● PROBLEM
Which lines in the records below hold the word "Need"? Copy each of them.

Point-per-instance localization data:

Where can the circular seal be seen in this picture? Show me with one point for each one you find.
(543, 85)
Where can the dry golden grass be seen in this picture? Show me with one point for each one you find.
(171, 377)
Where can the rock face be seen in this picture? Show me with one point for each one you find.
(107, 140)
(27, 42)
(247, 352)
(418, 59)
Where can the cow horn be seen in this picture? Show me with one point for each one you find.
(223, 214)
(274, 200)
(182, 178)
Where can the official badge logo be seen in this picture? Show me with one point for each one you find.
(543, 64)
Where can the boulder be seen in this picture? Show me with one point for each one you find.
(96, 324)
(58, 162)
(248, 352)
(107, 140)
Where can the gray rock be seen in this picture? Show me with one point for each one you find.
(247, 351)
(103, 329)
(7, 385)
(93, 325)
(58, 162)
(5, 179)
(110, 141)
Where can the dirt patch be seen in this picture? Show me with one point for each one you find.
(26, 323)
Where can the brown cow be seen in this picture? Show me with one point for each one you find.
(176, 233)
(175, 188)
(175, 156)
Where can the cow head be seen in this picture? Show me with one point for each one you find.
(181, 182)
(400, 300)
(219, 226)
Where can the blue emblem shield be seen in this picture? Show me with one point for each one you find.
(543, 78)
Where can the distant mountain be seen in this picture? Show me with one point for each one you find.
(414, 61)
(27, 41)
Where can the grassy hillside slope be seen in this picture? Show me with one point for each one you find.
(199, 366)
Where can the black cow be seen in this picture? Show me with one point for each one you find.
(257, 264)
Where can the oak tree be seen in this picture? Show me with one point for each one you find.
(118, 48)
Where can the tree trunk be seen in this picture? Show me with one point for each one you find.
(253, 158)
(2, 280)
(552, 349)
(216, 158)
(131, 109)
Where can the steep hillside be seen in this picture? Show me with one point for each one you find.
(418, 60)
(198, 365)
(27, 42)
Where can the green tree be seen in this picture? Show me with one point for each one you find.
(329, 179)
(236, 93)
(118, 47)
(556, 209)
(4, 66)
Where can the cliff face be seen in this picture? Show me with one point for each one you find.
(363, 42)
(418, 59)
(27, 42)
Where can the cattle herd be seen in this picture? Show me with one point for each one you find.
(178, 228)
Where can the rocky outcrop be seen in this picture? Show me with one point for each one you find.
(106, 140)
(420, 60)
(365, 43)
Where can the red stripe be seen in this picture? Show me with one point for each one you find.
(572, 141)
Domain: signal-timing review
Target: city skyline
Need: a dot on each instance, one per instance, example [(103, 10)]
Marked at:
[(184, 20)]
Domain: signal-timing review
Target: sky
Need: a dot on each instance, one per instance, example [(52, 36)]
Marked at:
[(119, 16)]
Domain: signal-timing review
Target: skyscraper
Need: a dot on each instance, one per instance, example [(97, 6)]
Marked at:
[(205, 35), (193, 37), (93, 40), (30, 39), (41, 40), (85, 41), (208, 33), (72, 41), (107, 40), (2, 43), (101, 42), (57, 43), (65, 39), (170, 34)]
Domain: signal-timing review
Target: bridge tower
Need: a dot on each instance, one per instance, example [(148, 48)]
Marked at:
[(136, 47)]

● EXERCISE RESPONSE
Need: a dot on each instance, one per instance, example [(103, 10)]
Need: a dot on each instance, one per instance, example [(52, 36)]
Need: a dot on each instance, one per instance, example [(97, 6)]
Need: a dot on each instance, one per instance, example [(148, 48)]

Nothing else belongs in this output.